◆ Selected excerpt ◆

━━━

BUYING of smaller exploration stocks highlighted directors' trades but overall activity was well down on the previous week.
The scorecard registered $2.9 million to $3.7 million in favour of sellers, compared previously with $2.9 million to $6.7 million in favour of sellers.
Activity in industrial stocks was almost non-existent, although one exception was in Bradken, which recently dropped an earnings downgrade on punters.
On the day of the warning, non-executive director Peter Richards topped up his stake, paying $7.80 a share a discount of nearly 8 per cent on the previous day's close.
But the market became more unimpressed as this week rolled on the shares fell as low as $7.22 on Thursday before closing at $7.38 yesterday.
Starpharma Holdings' scrip has been climbing since October and the company told the exchange this week it knew of no reason why its shares had recently firmed.
Former CSL employee Peter Turvey, who joined the Starpharma board last month, opened his account in recent days with the acquisition of scrip at about $1.70, as did Zita Peach, another former CSL staffer.
One director who presumably is enjoying the increase in the value of the company whose main product is a vaginal microbicide to prevent the transmission of sexually transmitted infections is chairman Peter Bartels, who paid $1.19 a share four months ago.
Elsewhere, a clutch of companies offered explanations about trading in closed periods.
Jaginder Pasricha sold most of his shares in takeover target Thakral Holdings.
Thakral said he had sold his shares during a closed period but in the light of the circumstances, including Mr Pasricha's resignation from the board, no further action would be taken.

━━━

◆ Exercise requirements ◆
a - Copy the part of the directors' trades report starting at "On the day of" and ending at "had recently firmed.".
b - Answer these questions from the directors' trades report.
(i) What price per share did Peter Richards pay when he topped up his stake in Bradken?
(ii) What is Starpharma's main product?
(iii) In which company did Jaginder Pasricha sell most of his shares?

━━━

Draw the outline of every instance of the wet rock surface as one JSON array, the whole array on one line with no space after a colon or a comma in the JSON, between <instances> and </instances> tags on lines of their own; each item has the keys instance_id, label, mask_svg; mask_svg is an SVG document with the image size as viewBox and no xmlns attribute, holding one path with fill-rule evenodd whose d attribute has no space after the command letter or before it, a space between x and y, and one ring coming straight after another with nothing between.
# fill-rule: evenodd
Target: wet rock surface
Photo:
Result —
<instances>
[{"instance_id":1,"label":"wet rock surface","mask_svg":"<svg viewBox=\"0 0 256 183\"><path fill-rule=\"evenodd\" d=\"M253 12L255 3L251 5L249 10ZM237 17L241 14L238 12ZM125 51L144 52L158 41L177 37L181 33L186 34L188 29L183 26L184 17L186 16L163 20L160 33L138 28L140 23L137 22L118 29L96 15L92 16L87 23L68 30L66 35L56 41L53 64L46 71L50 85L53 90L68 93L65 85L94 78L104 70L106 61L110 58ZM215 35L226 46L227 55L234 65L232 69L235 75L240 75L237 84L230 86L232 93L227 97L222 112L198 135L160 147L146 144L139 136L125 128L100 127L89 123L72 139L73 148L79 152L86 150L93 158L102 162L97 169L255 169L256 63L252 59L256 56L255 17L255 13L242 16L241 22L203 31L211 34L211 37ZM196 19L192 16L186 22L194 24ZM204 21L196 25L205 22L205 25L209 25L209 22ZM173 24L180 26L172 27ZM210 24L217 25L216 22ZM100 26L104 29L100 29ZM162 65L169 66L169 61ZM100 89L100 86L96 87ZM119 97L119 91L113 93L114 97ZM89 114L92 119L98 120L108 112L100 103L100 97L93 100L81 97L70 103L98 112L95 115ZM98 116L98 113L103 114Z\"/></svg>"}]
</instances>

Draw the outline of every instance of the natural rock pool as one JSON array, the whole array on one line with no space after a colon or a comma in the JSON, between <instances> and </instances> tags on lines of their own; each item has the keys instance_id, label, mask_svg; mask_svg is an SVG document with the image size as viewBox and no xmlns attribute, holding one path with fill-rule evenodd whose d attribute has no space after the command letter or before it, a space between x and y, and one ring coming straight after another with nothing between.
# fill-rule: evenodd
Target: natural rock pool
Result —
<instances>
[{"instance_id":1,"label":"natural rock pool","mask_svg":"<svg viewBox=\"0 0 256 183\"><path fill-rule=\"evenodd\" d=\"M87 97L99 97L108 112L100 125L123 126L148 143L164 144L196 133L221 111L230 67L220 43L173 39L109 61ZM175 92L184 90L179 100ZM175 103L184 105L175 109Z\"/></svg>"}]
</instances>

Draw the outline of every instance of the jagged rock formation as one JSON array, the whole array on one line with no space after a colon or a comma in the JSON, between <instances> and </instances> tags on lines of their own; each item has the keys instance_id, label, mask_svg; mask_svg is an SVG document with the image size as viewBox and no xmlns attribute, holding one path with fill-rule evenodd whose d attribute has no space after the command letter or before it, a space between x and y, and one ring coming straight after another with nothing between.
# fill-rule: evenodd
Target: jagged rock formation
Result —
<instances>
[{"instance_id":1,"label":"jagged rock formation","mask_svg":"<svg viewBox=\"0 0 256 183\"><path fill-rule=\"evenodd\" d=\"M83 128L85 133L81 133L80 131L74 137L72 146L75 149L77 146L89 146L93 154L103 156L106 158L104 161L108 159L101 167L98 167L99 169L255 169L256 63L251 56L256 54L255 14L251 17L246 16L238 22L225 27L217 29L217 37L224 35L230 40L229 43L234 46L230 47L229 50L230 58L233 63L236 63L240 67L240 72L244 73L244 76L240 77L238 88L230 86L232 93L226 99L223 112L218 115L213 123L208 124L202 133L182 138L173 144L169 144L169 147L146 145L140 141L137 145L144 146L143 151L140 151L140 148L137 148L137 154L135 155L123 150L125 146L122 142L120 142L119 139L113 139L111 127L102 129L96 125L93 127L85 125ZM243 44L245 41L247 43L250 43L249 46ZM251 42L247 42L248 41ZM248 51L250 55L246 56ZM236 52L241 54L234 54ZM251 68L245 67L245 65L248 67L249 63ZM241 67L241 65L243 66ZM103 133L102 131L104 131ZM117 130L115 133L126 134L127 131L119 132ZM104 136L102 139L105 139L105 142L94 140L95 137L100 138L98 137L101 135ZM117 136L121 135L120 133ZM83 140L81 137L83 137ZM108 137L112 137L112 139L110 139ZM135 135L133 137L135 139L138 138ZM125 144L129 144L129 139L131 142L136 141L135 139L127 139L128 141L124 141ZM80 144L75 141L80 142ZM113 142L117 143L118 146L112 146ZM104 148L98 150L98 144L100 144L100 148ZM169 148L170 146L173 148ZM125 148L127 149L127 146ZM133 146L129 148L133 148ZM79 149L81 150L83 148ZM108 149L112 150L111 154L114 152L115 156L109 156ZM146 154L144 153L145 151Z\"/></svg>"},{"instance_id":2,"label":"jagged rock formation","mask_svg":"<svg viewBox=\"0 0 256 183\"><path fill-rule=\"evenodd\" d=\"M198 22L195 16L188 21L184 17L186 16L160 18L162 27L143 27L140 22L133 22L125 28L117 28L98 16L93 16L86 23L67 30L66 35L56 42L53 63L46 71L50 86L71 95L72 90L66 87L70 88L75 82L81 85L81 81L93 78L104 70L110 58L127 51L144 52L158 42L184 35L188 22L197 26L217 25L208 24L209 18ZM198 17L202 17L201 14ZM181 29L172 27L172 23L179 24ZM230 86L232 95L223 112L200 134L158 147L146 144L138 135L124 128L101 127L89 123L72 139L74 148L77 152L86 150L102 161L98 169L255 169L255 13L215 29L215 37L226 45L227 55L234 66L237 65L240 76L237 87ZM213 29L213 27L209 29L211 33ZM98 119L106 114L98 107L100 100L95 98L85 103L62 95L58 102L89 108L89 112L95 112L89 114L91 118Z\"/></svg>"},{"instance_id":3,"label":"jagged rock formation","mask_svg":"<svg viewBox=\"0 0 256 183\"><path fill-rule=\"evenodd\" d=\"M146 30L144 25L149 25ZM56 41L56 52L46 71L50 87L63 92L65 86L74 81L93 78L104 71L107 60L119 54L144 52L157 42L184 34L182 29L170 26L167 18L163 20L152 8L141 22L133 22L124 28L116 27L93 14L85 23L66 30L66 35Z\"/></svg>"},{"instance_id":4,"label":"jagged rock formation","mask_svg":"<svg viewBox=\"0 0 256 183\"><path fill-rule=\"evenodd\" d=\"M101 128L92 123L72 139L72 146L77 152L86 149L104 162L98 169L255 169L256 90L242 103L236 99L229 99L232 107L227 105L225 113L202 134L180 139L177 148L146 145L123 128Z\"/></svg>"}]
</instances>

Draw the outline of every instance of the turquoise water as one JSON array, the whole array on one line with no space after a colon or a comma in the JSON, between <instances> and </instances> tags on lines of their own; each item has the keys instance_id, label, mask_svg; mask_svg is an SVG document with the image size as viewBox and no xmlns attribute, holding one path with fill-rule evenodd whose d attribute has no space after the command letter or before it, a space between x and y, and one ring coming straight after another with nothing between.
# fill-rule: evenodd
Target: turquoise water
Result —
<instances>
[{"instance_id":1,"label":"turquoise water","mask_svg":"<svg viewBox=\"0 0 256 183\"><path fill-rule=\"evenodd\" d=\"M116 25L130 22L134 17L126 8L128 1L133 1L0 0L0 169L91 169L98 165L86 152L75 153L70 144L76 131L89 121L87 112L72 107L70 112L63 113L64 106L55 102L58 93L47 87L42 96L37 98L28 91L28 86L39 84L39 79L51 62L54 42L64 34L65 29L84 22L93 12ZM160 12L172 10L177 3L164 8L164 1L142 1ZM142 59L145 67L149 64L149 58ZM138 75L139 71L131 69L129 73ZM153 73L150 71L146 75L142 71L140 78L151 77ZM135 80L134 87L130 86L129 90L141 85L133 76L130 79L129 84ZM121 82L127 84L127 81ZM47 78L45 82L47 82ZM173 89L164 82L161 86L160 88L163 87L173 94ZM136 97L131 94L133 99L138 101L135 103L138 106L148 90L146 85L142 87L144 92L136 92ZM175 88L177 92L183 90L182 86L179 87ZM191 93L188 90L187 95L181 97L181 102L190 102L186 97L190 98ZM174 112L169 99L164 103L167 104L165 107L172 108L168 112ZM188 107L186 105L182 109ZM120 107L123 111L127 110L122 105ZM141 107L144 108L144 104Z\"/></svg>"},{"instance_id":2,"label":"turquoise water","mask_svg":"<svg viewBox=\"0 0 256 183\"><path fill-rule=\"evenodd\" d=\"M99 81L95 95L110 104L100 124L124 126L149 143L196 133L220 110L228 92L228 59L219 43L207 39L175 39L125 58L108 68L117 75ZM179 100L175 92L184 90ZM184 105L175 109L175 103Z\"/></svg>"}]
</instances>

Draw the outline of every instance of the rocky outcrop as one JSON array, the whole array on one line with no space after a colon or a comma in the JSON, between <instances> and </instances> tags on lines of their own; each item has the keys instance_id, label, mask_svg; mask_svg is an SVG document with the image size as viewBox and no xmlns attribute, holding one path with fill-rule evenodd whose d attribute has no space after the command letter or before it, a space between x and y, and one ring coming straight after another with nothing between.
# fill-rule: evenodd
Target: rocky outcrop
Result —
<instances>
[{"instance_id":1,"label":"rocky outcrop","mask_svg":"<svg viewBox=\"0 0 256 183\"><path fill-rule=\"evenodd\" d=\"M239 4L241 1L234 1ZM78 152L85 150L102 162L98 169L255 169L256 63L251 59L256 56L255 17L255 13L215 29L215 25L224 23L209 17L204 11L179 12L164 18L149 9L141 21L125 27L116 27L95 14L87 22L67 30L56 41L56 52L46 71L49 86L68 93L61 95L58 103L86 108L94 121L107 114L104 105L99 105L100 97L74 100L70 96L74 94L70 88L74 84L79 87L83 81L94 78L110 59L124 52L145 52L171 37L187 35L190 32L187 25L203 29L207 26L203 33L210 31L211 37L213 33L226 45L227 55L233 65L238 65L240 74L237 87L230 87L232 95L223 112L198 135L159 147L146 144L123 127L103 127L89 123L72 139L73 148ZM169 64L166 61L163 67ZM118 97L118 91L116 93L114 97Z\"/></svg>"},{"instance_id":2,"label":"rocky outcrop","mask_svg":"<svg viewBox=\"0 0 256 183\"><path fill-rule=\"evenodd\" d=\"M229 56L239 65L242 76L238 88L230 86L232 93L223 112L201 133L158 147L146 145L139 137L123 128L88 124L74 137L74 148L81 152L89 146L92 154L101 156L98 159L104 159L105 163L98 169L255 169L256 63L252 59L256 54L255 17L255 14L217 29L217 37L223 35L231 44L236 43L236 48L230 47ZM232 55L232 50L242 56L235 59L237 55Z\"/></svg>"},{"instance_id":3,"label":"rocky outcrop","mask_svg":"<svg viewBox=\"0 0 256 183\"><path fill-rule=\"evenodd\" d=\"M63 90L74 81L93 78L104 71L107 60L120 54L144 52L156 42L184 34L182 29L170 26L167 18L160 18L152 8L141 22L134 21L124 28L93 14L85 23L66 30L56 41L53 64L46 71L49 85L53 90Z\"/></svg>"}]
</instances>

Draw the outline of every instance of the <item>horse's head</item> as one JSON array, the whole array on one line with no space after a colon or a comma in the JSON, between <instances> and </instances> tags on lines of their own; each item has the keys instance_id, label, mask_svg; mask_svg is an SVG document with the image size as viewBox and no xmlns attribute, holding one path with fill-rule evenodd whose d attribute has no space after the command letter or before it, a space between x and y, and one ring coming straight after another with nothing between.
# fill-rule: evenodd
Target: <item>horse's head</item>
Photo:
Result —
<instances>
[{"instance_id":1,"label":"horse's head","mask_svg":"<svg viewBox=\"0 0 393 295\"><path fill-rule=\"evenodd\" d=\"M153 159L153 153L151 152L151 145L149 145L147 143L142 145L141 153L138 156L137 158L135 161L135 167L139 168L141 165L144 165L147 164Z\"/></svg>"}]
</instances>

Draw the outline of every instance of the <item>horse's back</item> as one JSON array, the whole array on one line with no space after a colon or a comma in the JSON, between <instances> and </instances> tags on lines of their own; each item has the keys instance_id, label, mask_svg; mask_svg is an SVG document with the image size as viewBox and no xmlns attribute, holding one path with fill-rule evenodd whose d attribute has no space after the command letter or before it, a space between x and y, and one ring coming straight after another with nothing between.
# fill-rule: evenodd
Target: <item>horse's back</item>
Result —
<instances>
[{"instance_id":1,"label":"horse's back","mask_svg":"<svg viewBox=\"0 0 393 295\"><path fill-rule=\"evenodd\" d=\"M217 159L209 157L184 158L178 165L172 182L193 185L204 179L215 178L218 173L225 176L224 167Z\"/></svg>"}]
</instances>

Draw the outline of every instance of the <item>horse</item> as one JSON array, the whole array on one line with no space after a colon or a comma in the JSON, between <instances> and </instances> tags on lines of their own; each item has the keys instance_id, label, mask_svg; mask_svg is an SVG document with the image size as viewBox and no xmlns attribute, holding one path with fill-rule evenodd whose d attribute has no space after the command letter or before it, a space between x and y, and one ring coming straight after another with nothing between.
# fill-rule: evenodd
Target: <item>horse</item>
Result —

━━━

◆ Answers to the problems ◆
a -
On the day of the warning, non-executive director Peter Richards topped up his stake, paying $7.80 a share a discount of nearly 8 per cent on the previous day's close.
But the market became more unimpressed as this week rolled on the shares fell as low as $7.22 on Thursday before closing at $7.38 yesterday.
Starpharma Holdings' scrip has been climbing since October and the company told the exchange this week it knew of no reason why its shares had recently firmed.

b -
(i) $7.80 a share.
(ii) A vaginal microbicide to prevent the transmission of sexually transmitted infections.
(iii) Thakral Holdings.